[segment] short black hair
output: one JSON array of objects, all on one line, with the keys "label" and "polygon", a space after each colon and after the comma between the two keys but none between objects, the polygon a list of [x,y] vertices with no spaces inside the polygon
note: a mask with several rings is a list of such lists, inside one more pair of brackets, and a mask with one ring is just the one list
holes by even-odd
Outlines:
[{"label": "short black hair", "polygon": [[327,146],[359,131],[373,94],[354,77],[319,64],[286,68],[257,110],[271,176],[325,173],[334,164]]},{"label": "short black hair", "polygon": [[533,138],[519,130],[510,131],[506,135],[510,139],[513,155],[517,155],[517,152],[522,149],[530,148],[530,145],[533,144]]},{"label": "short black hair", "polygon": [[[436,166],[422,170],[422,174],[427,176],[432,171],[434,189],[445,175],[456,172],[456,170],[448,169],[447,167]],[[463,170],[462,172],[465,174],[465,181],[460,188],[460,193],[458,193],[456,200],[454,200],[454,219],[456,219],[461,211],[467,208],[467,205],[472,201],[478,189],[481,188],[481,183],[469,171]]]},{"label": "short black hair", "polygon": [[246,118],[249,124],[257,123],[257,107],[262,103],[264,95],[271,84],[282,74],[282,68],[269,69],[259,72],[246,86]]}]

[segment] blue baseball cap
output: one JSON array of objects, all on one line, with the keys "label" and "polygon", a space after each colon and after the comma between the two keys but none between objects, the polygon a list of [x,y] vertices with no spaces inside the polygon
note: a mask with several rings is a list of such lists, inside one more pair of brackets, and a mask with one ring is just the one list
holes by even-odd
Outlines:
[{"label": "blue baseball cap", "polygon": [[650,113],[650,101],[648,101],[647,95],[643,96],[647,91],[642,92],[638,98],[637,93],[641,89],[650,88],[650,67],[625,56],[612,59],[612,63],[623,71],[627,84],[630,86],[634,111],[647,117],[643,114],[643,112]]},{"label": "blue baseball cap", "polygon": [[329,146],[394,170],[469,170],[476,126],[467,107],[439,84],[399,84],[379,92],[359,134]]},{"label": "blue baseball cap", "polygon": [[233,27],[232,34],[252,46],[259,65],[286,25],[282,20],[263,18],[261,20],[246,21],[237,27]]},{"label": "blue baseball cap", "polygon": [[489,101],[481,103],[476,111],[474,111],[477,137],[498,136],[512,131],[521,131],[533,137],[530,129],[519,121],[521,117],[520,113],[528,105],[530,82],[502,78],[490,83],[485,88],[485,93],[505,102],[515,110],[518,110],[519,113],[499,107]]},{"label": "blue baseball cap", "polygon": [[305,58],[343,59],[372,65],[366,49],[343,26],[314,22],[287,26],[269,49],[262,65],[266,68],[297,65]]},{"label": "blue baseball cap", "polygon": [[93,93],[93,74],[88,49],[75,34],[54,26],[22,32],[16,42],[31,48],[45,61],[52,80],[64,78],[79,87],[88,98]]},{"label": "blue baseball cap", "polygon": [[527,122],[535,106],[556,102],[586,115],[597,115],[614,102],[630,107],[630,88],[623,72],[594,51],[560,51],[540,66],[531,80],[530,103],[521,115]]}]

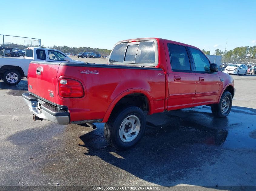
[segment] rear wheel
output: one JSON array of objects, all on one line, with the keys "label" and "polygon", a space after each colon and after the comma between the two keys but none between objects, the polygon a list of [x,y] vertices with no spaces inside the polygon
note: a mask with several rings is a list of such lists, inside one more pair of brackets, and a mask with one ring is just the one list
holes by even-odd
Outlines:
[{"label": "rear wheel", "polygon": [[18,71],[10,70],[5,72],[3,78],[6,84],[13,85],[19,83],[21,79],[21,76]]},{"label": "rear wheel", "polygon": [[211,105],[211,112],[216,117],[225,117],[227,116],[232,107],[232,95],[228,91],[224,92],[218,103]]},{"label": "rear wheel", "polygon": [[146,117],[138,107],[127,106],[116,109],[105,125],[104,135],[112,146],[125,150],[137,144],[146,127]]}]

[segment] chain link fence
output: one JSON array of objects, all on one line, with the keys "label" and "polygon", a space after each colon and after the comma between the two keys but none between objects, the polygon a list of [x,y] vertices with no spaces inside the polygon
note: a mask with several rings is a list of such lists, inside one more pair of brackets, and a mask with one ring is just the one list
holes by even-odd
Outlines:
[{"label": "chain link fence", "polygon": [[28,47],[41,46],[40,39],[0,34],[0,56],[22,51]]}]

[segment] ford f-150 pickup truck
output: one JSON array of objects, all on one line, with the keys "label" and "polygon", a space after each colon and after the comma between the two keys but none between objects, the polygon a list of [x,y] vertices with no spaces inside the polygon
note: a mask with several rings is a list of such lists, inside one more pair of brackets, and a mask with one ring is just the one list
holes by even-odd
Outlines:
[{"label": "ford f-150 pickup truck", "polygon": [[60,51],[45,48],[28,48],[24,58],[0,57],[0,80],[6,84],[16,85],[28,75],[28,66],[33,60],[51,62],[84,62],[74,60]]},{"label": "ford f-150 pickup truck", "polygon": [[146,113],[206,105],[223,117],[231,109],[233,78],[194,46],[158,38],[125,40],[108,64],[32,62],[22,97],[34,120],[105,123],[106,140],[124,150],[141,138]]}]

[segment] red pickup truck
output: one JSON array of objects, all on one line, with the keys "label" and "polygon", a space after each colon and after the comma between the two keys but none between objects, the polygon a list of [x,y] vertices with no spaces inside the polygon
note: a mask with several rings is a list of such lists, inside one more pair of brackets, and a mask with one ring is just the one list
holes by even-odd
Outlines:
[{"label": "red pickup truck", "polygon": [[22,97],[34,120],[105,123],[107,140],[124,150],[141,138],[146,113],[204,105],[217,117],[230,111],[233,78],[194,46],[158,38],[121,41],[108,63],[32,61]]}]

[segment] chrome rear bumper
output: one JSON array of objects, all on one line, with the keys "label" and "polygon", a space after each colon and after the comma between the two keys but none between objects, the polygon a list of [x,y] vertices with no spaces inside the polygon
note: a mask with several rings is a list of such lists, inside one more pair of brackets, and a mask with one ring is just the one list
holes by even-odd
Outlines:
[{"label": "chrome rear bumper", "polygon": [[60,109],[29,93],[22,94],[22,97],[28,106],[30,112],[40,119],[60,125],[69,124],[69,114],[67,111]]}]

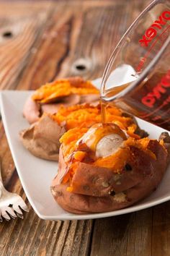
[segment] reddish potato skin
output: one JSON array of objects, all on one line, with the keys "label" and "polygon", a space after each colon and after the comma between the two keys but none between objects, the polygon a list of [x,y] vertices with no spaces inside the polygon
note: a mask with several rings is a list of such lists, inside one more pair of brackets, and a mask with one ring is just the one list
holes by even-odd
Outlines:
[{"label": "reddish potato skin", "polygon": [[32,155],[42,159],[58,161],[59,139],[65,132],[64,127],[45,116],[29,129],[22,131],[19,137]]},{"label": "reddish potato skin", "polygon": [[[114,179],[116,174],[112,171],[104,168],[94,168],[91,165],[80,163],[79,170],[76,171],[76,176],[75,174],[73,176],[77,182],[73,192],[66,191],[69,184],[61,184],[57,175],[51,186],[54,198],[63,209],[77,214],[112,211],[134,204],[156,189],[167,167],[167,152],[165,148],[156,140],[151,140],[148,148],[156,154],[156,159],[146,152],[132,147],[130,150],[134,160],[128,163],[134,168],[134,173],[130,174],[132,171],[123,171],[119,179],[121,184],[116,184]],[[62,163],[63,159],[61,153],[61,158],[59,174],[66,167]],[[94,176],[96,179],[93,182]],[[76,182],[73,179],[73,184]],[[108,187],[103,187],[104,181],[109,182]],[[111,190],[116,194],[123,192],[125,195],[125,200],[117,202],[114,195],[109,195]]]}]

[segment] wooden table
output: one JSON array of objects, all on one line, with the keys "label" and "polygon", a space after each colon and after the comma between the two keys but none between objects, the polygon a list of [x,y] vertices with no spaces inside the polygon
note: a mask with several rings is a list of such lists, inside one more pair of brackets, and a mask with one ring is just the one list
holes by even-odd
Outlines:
——————
WHAT IS EXPECTED - Write out all the records again, exactly, minus any pictures.

ANSWER IN FULL -
[segment] short black hair
output: one JSON array of objects, all on one line, with the keys "label" and "polygon", a space after each colon and after the comma between the two keys but none between objects, the polygon a list of [x,y] vertices with no spaces inside the polygon
note: a mask with several rings is a list of such lists, inside one more pair of brackets, and a mask with one ring is just the one list
holes by even-odd
Outlines:
[{"label": "short black hair", "polygon": [[327,146],[359,131],[373,94],[354,77],[319,64],[286,68],[257,110],[271,176],[325,173],[334,164]]},{"label": "short black hair", "polygon": [[533,138],[519,130],[510,131],[506,135],[510,139],[513,155],[517,155],[517,152],[522,149],[530,148],[530,145],[533,144]]},{"label": "short black hair", "polygon": [[[436,166],[422,170],[422,174],[427,176],[432,171],[434,189],[445,175],[456,172],[456,170],[448,169],[447,167]],[[463,170],[462,172],[465,174],[465,181],[460,188],[460,193],[458,193],[456,200],[454,200],[454,219],[456,219],[461,211],[467,208],[467,205],[472,201],[478,189],[481,188],[481,183],[469,171]]]},{"label": "short black hair", "polygon": [[246,118],[249,124],[257,123],[257,107],[262,103],[264,95],[271,84],[282,74],[282,68],[269,69],[259,72],[246,86]]}]

[segment] blue baseball cap
output: one JSON array of objects, all on one line, with the keys "label" and "polygon", a space after each colon and after the comma between the two keys but none between objects, the polygon a list of [x,y] vertices with no spaces inside the polygon
note: a mask with several rings is a list of such lists, inside one more pair of brackets, and a mask with one ring is just the one list
holes by even-odd
Outlines:
[{"label": "blue baseball cap", "polygon": [[650,113],[650,101],[648,101],[647,95],[643,96],[647,91],[642,92],[638,98],[637,93],[641,89],[650,88],[650,67],[625,56],[612,59],[612,63],[623,71],[627,84],[630,86],[634,111],[647,117],[643,114],[643,112]]},{"label": "blue baseball cap", "polygon": [[329,146],[394,170],[469,170],[476,126],[467,107],[439,84],[399,84],[379,92],[359,134]]},{"label": "blue baseball cap", "polygon": [[233,27],[232,34],[252,46],[259,65],[286,25],[282,20],[263,18],[261,20],[246,21],[237,27]]},{"label": "blue baseball cap", "polygon": [[489,101],[481,103],[476,111],[474,111],[477,137],[498,136],[512,131],[521,131],[533,137],[530,129],[519,121],[521,117],[520,113],[528,105],[530,82],[502,78],[490,83],[485,88],[485,93],[505,102],[515,110],[518,110],[519,113],[499,107]]},{"label": "blue baseball cap", "polygon": [[305,58],[343,59],[372,65],[366,49],[343,26],[314,22],[287,26],[269,49],[262,65],[266,68],[297,65]]},{"label": "blue baseball cap", "polygon": [[93,93],[93,74],[88,49],[75,34],[54,26],[22,32],[16,42],[31,48],[45,61],[52,80],[64,78],[79,87],[88,98]]},{"label": "blue baseball cap", "polygon": [[527,122],[535,106],[556,102],[586,115],[597,115],[614,102],[630,107],[630,88],[623,72],[594,51],[560,51],[540,66],[531,80],[530,103],[521,115]]}]

[segment] rear wheel
output: one JSON array of objects, all on one line, with the keys "label" and "polygon", a space after each colon and after the comma between the two keys but none between objects, the polygon a list of [x,y] vertices with no spaces inside the polygon
note: a mask with several rings is a list of such lists, inside one more pair of brackets, and a mask with one ring is just the one list
holes by even-odd
Outlines:
[{"label": "rear wheel", "polygon": [[18,71],[10,70],[5,72],[3,78],[6,84],[13,85],[19,83],[21,79],[21,76]]},{"label": "rear wheel", "polygon": [[211,105],[211,112],[216,117],[225,117],[227,116],[232,107],[232,95],[228,91],[224,92],[218,103]]},{"label": "rear wheel", "polygon": [[146,117],[138,107],[127,106],[116,109],[105,125],[104,135],[112,146],[125,150],[137,144],[146,127]]}]

[segment] chain link fence
output: one JSON array of objects, all on one line, with the keys "label" and "polygon", a space after each colon and after the comma between the two keys but none between objects, the polygon a list of [x,y] vertices with no spaces inside the polygon
note: a mask with several rings is a list of such lists, inside one more pair of brackets, and a mask with one ring is just the one list
holes by even-odd
Outlines:
[{"label": "chain link fence", "polygon": [[28,47],[41,46],[40,39],[0,34],[0,56],[22,51]]}]

[segment] ford f-150 pickup truck
output: one JSON array of objects, all on one line, with the keys "label" and "polygon", a space after each colon and after the comma between the two keys but none between objects, the polygon a list of [x,y] vertices with no spaces inside the polygon
note: a mask with several rings is a list of such lists, inside one more pair of brackets, and a mask with one ring is just the one list
holes by even-odd
Outlines:
[{"label": "ford f-150 pickup truck", "polygon": [[60,51],[45,48],[28,48],[24,58],[0,57],[0,80],[6,84],[16,85],[28,75],[28,66],[33,60],[51,62],[84,62],[74,60]]},{"label": "ford f-150 pickup truck", "polygon": [[146,113],[206,105],[223,117],[231,109],[233,78],[194,46],[158,38],[125,40],[108,64],[32,62],[22,97],[34,120],[105,123],[106,140],[124,150],[141,138]]}]

[segment] red pickup truck
output: one JSON array of objects, all on one line, with the keys "label" and "polygon", a space after each colon and after the comma between the two keys but none between objects, the polygon a list of [x,y] vertices with no spaces inside the polygon
note: a mask with several rings is a list of such lists, inside one more pair of brackets, and a mask with one ring is just the one list
holes by even-odd
Outlines:
[{"label": "red pickup truck", "polygon": [[22,97],[34,120],[105,123],[107,140],[124,150],[141,138],[146,113],[204,105],[217,117],[230,111],[233,78],[194,46],[158,38],[121,41],[108,63],[32,61]]}]

[segment] chrome rear bumper
output: one JSON array of objects, all on one line, with the keys "label" and "polygon", a space after each colon and after the comma between the two keys but none between objects, the polygon a list of [x,y] vertices with no spaces inside the polygon
note: a mask with several rings is a list of such lists, inside one more pair of brackets, and a mask with one ring is just the one list
holes by even-odd
Outlines:
[{"label": "chrome rear bumper", "polygon": [[60,109],[29,93],[22,94],[22,97],[28,106],[30,112],[40,119],[60,125],[69,124],[69,114],[67,111]]}]

[segment] reddish potato skin
output: one JSON array of objects, all on one line, with the keys "label" and "polygon", a space after each colon and after the comma between the two keys but none between objects, the polygon a list of [x,y] vertices with no spaces inside the polygon
note: a mask with several rings is a list of such lists, inside one more pair of brackets, and a mask with one ring is just the one list
holes by even-odd
Outlines:
[{"label": "reddish potato skin", "polygon": [[32,155],[42,159],[58,161],[59,139],[65,132],[64,127],[45,116],[29,129],[22,131],[19,137]]},{"label": "reddish potato skin", "polygon": [[[114,179],[116,174],[112,171],[104,168],[94,168],[91,165],[80,163],[79,170],[76,171],[76,176],[75,174],[73,176],[77,182],[73,192],[66,191],[69,184],[61,184],[57,175],[51,186],[54,198],[63,209],[77,214],[112,211],[134,204],[156,189],[167,167],[167,152],[165,148],[156,140],[151,140],[148,148],[156,154],[156,159],[146,152],[132,147],[130,150],[134,160],[128,163],[134,168],[134,173],[130,174],[132,171],[123,171],[119,179],[121,184],[116,184]],[[62,163],[63,159],[61,153],[61,158],[59,174],[66,167]],[[94,176],[96,179],[93,182]],[[76,182],[73,179],[73,184]],[[108,187],[103,187],[104,181],[109,182]],[[111,190],[116,194],[123,192],[125,195],[125,200],[117,202],[114,195],[109,195]]]}]

[segment] wooden table
output: one JSON array of objects, all on one line, with the keys "label" and "polygon", a space after each colon and after the comma between the two keys but none between objects, the polygon a list of [x,y] vertices with no spaces inside the polygon
note: a mask with several rings is a list of such lists, inside one more pair of brackets, and a mask with one ring is just the one list
holes by even-odd
Outlines:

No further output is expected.